November, 2013

Nov 13

Mitsuba 0.4.5 released

Hello all,

I’m happy to release a new version of Mitsuba containing many bugfixes and a couple of new features. They are as follows:

  • Height field intersection shape:


    The heightfield primitive represents a quad that is vertically displaced by an arbitrary texture. All storage and ray intersection computations are done in image space (i.e. without creating explicit dense triangle geometry), which leads to significantly better performance. This new plugin was contributed by Miloš Hašan and adapted by Wenzel Jakob. Internally, it relies on the Min-Max MIP Map acceleration data structure.

  • Perspective camera model with radial distortion:

    When rendering images that are supposed to look just like an image taken by a real-world camera, it is important to take lens distortions into account. Mitsuba now has a new perspective_rdist plugin that accepts fitted radial distortion parameters from standard camera calibration packages like the MATLAB Camera Calibration toolbox by Jean-Yves Bouguet.

  • Fast image convolution & bloom filter:

    Mitsuba now supports fast convolutions of large 2D images in frequency space using a convolution theorem approach (Fourier Transform implemented via the FFTW library). This is a pretty standard technique, though it sometimes seems like magic.

    This fast convolution method used to implement Spencer et al’s physically-based bloom filter in the mtsutil tonemap utility. This can be useful when rendering images where pixels are clipped because they are so bright. Take for instance the rendering below: there are many reflections of the sun, but they are quite hard to perceive due to the limited dynamic range. After convolving the image with an empirical point spread function of the human eye, their brightness is much more apparent.

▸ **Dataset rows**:

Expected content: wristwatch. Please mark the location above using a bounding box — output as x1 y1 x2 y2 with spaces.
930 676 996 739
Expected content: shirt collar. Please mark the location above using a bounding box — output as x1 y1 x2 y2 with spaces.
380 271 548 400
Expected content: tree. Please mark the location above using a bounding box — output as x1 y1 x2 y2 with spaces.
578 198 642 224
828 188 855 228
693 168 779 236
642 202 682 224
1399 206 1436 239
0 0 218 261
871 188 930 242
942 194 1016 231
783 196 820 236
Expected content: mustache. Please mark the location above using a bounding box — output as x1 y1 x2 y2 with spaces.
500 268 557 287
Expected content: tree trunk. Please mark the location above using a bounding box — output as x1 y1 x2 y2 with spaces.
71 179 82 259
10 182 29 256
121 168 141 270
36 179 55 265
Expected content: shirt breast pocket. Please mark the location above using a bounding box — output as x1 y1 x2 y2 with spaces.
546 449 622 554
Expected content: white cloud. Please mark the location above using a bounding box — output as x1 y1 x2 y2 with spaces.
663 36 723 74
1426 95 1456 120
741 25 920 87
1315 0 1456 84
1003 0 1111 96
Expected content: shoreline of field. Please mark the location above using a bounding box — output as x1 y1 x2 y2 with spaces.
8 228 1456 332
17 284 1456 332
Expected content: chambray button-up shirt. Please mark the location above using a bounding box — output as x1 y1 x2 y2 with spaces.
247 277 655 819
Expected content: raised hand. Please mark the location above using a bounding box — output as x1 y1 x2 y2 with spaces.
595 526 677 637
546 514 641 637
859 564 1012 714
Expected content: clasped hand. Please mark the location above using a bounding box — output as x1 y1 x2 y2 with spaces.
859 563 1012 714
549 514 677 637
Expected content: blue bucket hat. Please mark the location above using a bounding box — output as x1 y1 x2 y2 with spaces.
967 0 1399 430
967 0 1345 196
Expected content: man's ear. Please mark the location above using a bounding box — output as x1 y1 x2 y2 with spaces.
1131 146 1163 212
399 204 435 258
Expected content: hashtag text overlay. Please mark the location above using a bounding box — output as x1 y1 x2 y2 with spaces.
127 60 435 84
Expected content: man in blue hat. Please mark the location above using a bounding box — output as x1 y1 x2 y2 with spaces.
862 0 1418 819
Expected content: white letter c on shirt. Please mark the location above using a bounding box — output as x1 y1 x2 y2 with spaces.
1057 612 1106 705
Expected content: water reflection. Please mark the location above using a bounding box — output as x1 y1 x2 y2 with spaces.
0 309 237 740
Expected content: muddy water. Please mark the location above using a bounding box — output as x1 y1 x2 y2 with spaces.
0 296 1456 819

▸ **DIRECTION A**: Reproduce the entries in the dataset rows exactly, from the line that contains "Expected content: raised" through the last entry, with both of those lines included.
▸ **DIRECTION B**: Extend the Mitsuba 0.4.5 release announcement, picking up after its final sentence.

▸ **RIGHT ANSWER A**:
Expected content: raised hand. Please mark the location above using a bounding box — output as x1 y1 x2 y2 with spaces.
595 526 677 637
546 514 641 637
859 564 1012 714
Expected content: clasped hand. Please mark the location above using a bounding box — output as x1 y1 x2 y2 with spaces.
859 563 1012 714
549 514 677 637
Expected content: blue bucket hat. Please mark the location above using a bounding box — output as x1 y1 x2 y2 with spaces.
967 0 1399 430
967 0 1345 196
Expected content: man's ear. Please mark the location above using a bounding box — output as x1 y1 x2 y2 with spaces.
1131 146 1163 212
399 204 435 258
Expected content: hashtag text overlay. Please mark the location above using a bounding box — output as x1 y1 x2 y2 with spaces.
127 60 435 84
Expected content: man in blue hat. Please mark the location above using a bounding box — output as x1 y1 x2 y2 with spaces.
862 0 1418 819
Expected content: white letter c on shirt. Please mark the location above using a bounding box — output as x1 y1 x2 y2 with spaces.
1057 612 1106 705
Expected content: water reflection. Please mark the location above using a bounding box — output as x1 y1 x2 y2 with spaces.
0 309 237 740
Expected content: muddy water. Please mark the location above using a bounding box — output as x1 y1 x2 y2 with spaces.
0 296 1456 819

▸ **RIGHT ANSWER B**:
  • Initial Retina display support, support for OSX 10.8:

    The latest iteration of OSX and Apple’s new devices with HiDPI monitors brought countless changes that caused problems with the last version of Mitsuba. This release addresses many of them, though full HiDPI support will still have to wait until Digia fixes several critical OSX-related bugs in Qt5.

  • Texture channel filter:

    The bitmap texture has a new feature to create a grayscale texture from a specified bitmap channel (e.g. alpha). This is useful in conjunction with the mask plugin.

  • Python bindings:

    Considerably expanded Python binding coverage and better support for recent Python releases. The Windows package now comes with bindings for versions 2.7, 3.2, and 3.3; all Linux packages come with bindings for the Python 2.x and 3.x releases of the respective distributions.

    This release also adds convenience functions for quickly converting between Mitsuba bitmaps and Python bytearray data structures. This can be useful when shuffling data between Python binding libraries, such as Mitsuba and PyQt/PySide.

  • Multithreading:

    By default, Mitsuba collects lots of statistics while rendering a scene. A key requirement for this process is that it should not impact rendering time in any significant way, and the implementation tries to ensure that this is indeed the case. For instance, to prevent resource contention involving performance counters, Mitsuba replicates them many times so that each thread has access to a unique uncontended memory region.

    As it turns out, this replication was not quite working as expected, causing slowdowns on machines with many cores (e.g. >4). This problem has been fixed.

    Another threading-related change that has brought small but measurable performance improvements is that worker threads now request CPU affinity on platforms where this is supported (Windows and Linux).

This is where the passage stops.